## [SOURCE PASSAGE]
++++++++

Praise for Hammer

Informed and conversational, this little gem of a book tells it like it is…and how it should be. This is the thinking person’s guide to reimagining the purpose of grant funding and how you can use it to achieve change. Floersch challenges everything you thought you knew about the world of grants, from how and why to seek them to their purpose and potential. She distills her decades of experience into this powerful little book to remind us that the best nonprofits work to achieve change and that securing grant funding is just one means to that end. Michael Renner, Strategist at Missouri Foundation for Health

Preparing grant proposals in an era of upheaval in the funding arena is somewhat bipolar. It has to be both precise and nuanced. In her book You Have a Hammer: Building Grant Proposals for Social Change, Floersch makes it clear this is an evolving society and changing the perception of the grantmaking process is going to take work. There are also some cornerstones of the practice that will outlive all of us. You don’t often get this much direction in a short tome. Paul Clolery, Editor-in-Chief of The NonProfit Times

Raising money for social change is more important than ever in an era of extreme inequality, ecological crisis, and growing threats to democracy. But even the most passionate advocates won’t find the funds needed to drive impact without first understanding grants as tools for pursuit of the common good. This book is a great place to start. David Callahan, Founder & Editor of Inside Philanthropy and author of The Givers

How often do you pick up a book on philanthropy and then simply can’t put it down? This small book is pure gold and a must read for anyone engaged in grants development. Really quite brilliant in its simplicity and approach. Cynthia M. Adams, Founder & CEO of, Inc.

++++++++

## [EXTRACTED DATA]
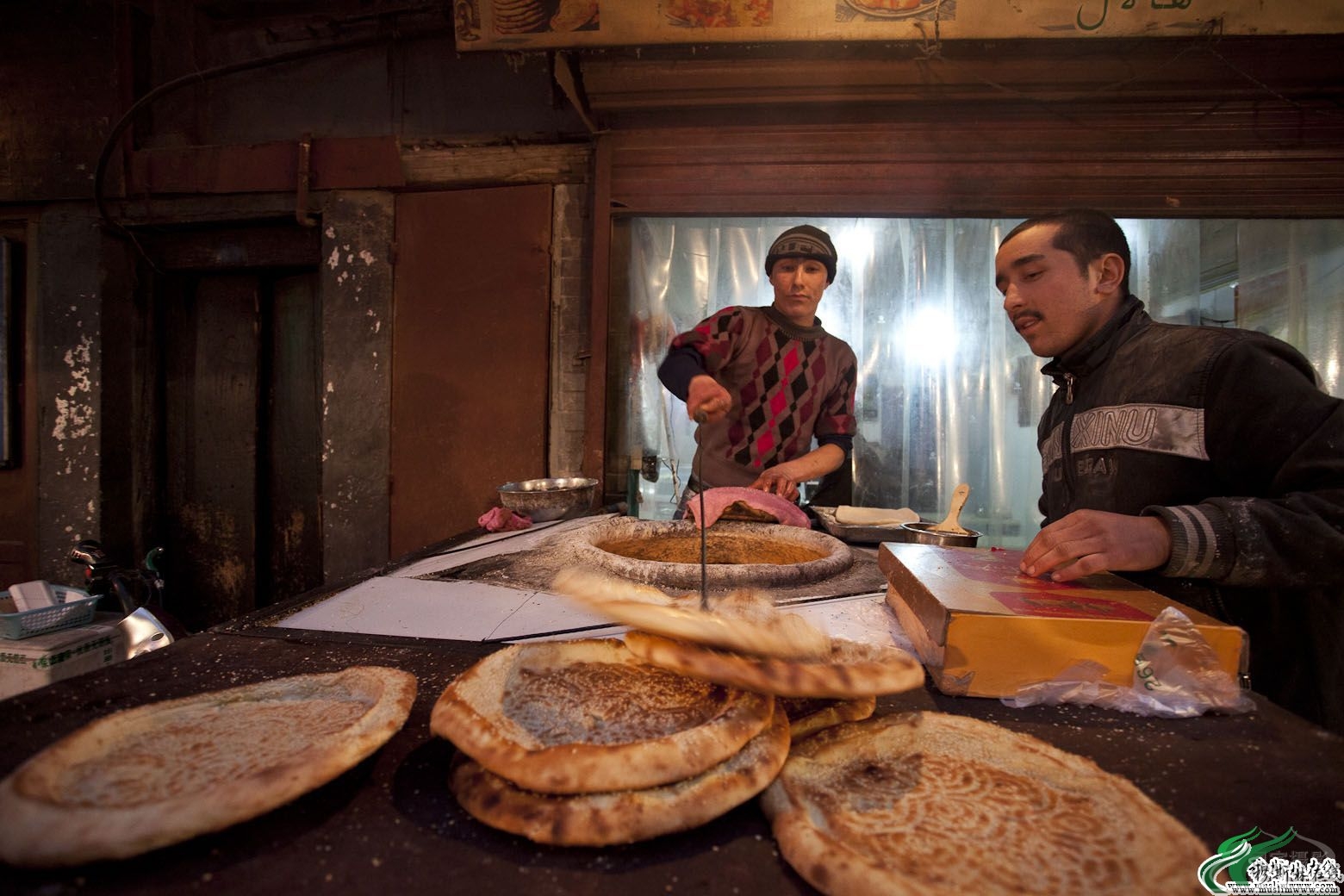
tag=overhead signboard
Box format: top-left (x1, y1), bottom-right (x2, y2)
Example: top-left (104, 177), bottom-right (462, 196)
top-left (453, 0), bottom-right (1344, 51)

++++++++

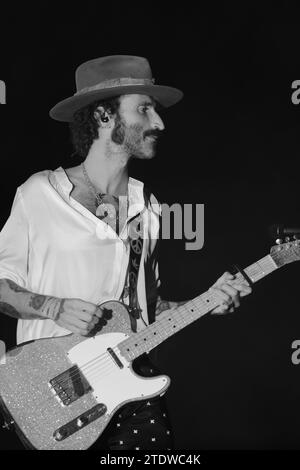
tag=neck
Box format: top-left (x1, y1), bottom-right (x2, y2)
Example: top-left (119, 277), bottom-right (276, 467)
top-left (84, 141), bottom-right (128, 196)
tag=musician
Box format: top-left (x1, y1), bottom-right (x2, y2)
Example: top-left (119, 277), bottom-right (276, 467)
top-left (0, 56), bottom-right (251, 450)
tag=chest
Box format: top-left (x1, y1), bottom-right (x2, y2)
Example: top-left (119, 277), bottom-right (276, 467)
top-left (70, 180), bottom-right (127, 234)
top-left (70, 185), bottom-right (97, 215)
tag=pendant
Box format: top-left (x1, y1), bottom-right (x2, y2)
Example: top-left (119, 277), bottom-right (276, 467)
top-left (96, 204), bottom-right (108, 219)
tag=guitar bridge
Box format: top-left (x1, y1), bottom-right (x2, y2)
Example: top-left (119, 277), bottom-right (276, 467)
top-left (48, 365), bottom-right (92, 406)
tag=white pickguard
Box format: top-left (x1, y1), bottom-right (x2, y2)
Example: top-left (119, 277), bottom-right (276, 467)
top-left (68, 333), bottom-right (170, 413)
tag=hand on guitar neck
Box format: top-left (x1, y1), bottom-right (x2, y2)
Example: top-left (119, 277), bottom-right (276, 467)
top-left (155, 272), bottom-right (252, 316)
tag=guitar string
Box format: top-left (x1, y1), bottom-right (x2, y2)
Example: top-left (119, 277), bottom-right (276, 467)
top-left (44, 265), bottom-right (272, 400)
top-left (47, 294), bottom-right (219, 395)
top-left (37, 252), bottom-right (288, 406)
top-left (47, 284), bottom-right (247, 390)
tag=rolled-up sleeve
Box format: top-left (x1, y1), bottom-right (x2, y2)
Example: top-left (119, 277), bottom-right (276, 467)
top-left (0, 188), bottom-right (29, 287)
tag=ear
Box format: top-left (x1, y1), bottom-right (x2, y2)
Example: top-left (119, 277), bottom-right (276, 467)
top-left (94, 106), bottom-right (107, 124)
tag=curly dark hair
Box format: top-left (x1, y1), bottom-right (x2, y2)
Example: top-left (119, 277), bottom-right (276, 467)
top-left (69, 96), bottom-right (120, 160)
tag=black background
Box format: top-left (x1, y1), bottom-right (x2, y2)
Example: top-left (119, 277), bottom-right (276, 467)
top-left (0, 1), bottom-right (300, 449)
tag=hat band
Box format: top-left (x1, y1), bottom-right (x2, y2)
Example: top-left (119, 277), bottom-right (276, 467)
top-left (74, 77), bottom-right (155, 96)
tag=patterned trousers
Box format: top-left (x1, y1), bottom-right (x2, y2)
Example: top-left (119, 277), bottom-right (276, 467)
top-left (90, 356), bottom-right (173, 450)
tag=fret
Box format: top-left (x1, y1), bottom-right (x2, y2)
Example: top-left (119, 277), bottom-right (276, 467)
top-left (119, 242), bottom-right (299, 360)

++++++++

## [WRITTEN TASK]
Name every person whose comments appear in the praise for Hammer above.

## [TASK OUTPUT]
Michael Renner, Paul Clolery, David Callahan, Cynthia M. Adams